Copy word for word the data below, from the line with "of the concrete" through the line with "Target: concrete sidewalk", and nothing else.

Data for this task:
____
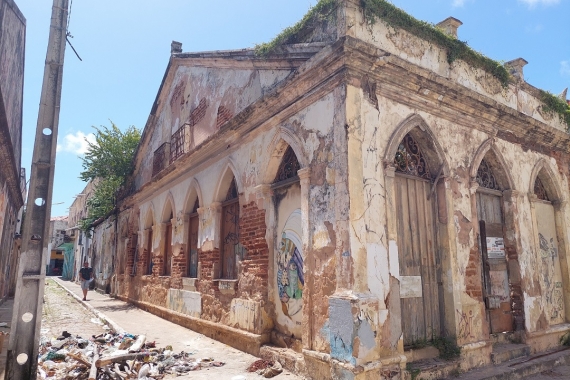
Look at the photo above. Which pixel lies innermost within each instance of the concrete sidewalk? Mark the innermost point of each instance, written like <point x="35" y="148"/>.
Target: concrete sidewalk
____
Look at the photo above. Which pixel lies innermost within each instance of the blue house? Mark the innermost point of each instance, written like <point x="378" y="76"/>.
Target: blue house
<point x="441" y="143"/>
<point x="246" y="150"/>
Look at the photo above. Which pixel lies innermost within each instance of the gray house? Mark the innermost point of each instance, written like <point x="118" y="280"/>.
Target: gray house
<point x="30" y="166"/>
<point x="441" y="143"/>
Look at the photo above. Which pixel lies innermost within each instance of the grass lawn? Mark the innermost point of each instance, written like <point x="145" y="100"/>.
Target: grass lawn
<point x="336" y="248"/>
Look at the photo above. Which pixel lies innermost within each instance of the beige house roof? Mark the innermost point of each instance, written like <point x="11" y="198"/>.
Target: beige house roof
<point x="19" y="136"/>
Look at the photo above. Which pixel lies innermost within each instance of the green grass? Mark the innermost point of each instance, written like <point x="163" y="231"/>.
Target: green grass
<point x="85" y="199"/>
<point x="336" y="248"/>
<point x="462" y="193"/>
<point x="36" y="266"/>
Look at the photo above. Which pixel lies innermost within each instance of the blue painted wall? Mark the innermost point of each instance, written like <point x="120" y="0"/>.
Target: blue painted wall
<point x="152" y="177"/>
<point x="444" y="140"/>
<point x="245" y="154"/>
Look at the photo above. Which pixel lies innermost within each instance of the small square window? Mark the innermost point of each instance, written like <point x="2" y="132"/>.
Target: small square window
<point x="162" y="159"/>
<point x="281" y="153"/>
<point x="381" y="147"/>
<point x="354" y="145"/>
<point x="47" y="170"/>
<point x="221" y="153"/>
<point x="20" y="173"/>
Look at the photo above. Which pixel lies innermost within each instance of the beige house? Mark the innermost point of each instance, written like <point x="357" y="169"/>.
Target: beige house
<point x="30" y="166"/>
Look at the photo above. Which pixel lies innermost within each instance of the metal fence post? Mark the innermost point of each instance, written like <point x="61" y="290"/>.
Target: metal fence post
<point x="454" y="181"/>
____
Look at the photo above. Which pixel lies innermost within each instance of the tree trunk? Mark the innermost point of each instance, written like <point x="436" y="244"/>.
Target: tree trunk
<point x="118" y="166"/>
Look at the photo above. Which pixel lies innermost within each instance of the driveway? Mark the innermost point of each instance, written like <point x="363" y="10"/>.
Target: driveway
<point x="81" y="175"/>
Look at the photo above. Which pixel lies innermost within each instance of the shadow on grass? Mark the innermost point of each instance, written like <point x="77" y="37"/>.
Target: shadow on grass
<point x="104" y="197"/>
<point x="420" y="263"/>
____
Solution to this exercise:
Look at the photo above. Which pixel lies innermost within each instance of the concrete sidewalk? Mark the innermost point of each instance, written like <point x="35" y="148"/>.
Target: concrete sidewalk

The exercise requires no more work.